EXCERPT ::
------

By now, you’ve probably heard that your body is teeming with bacteria. Some 100 trillion of them live on your skin, in your mouth and in the coils of your intestines. Some protect against infections and help you digest food, while others can make you seriously ill.
Fungi, viruses and protozoa call your body their home, too. Your fungal residents are less numerous than your bacteria by orders of magnitude, but as researchers are learning, these overlooked organisms play an important physiological role — and when their numbers get out of whack, they can modify your immune system and even influence the development of cancer.
A new study, published Wednesday in the journal Nature, found that fungi can make their way deep into the pancreas, which sits behind your stomach and secretes digestive enzymes into your small intestine. In mice and human patients with pancreatic cancer, the fungi proliferate 3,000-fold compared to healthy tissue — and one fungus in particular may make pancreatic tumors grow bigger.

------

(Photo-based data for referring expressions)

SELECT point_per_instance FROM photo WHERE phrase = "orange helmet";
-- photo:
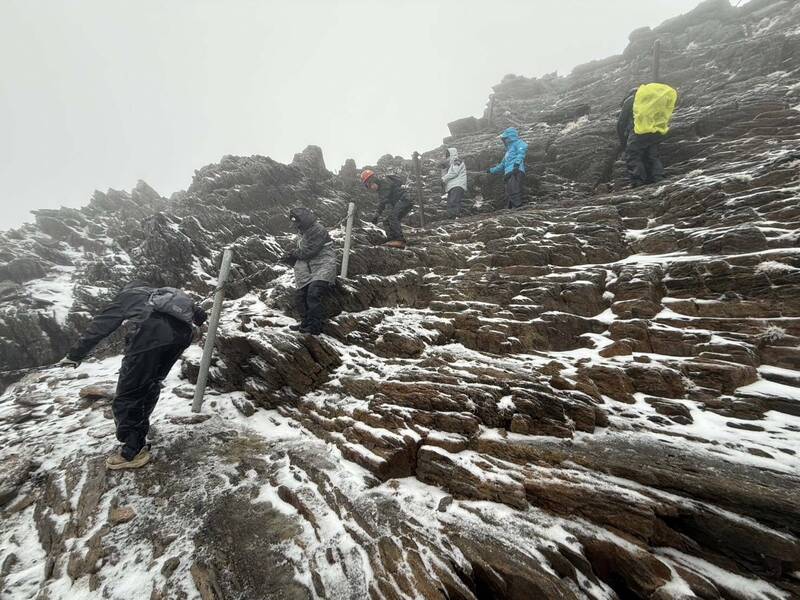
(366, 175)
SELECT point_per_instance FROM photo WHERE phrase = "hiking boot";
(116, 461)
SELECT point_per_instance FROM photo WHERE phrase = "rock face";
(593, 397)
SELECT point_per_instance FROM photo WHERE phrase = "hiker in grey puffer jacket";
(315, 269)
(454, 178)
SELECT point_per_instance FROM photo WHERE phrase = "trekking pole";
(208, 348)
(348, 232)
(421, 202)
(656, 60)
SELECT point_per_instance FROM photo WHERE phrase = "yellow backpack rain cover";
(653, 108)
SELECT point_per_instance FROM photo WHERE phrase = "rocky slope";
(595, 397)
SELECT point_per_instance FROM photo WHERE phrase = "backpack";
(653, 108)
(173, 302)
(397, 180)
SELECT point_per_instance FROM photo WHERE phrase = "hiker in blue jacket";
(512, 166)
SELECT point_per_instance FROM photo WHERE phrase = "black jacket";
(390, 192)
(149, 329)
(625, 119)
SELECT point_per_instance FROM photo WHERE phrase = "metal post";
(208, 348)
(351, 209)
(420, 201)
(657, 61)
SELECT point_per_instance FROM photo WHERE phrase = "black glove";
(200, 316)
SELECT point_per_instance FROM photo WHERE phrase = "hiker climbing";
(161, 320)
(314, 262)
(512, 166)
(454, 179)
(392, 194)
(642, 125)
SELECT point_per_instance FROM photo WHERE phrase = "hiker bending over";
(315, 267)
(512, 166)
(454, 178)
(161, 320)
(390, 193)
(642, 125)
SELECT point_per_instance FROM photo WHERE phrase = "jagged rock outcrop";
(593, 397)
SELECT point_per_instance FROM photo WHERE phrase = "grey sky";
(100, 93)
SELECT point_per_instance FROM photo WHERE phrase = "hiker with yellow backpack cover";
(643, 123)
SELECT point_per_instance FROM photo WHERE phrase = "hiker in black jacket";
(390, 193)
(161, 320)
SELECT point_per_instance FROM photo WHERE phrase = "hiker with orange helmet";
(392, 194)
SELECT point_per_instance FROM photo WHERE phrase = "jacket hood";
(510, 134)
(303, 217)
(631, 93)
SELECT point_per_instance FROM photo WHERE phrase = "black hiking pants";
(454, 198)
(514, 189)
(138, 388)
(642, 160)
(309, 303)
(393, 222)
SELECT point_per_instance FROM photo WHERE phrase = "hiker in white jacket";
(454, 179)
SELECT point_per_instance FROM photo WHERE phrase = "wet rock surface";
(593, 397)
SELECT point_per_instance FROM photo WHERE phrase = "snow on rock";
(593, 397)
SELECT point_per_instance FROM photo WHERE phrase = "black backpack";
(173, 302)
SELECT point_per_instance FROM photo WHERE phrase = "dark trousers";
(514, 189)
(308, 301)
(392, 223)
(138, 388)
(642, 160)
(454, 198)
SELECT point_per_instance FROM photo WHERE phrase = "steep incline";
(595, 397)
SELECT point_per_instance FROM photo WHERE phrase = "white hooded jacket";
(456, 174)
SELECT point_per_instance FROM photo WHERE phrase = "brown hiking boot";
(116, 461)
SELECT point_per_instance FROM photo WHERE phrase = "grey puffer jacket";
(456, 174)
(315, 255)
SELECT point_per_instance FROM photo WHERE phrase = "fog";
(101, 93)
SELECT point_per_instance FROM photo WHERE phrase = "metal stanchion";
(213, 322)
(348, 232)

------

EXERCISE INSTRUCTIONS ::
a) Decide whether each of these statements agrees with the article on fungi in the human body, answering yes or no and quoting the words from the article that settle it: (i) the new study appeared in the journal Nature; (ii) the fungi living in the body outnumber its bacteria; (iii) in pancreatic cancer, fungi proliferate 3,000-fold compared to healthy tissue.
b) Proceed with the article on fungi in the human body, picking up right after its final sentence.
The entries are separate material and have no connection to the article on fungi in the human body.

ANSWERS BY ITEM ::
a)
(i) Yes: "published Wednesday in the journal Nature"
(ii) No: "Your fungal residents are less numerous than your bacteria by orders of magnitude"
(iii) Yes: "the fungi proliferate 3,000-fold compared to healthy tissue"

b)
Researchers were surprised by the presence of fungi in the typical pancreas and immense increase in their numbers in disease. “The pancreas was considered a sterile organ until a couple years ago,” said Dr. George Miller, a surgical oncologist at the New York University School of Medicine who led the study.
But recent research from Dr. Miller’s lab and others had indicated that some microorganisms, such as bacteria, could sneak past a muscle called the sphincter of Oddi, which separates the pancreas from the rest of the gut. Perhaps fungi could also colonize the pancreas the same way.
To find out, Dr. Miller and his team fed mice a species of brewer’s yeast labeled with a green fluorescent protein. The fluorescent marker revealed that the yeast had indeed moved from the digestive tract to the pancreas in a matter of minutes.
In mice, the types of fungi that ended up in the pancreas were usually very different from those that remained in the gut. Ascomycota and Basidiomycota were the only varieties of fungi that colonized pancreatic tissue.
One particular fungus was the most abundant in the pancreas: a genus of Basidiomycota called Malassezia, which is typically found on the skin and scalp of animals and humans, and can cause skin irritation and dandruff. A few studies have also linked the yeast to inflammatory bowel diseases, but the new finding is the first to link it to cancer.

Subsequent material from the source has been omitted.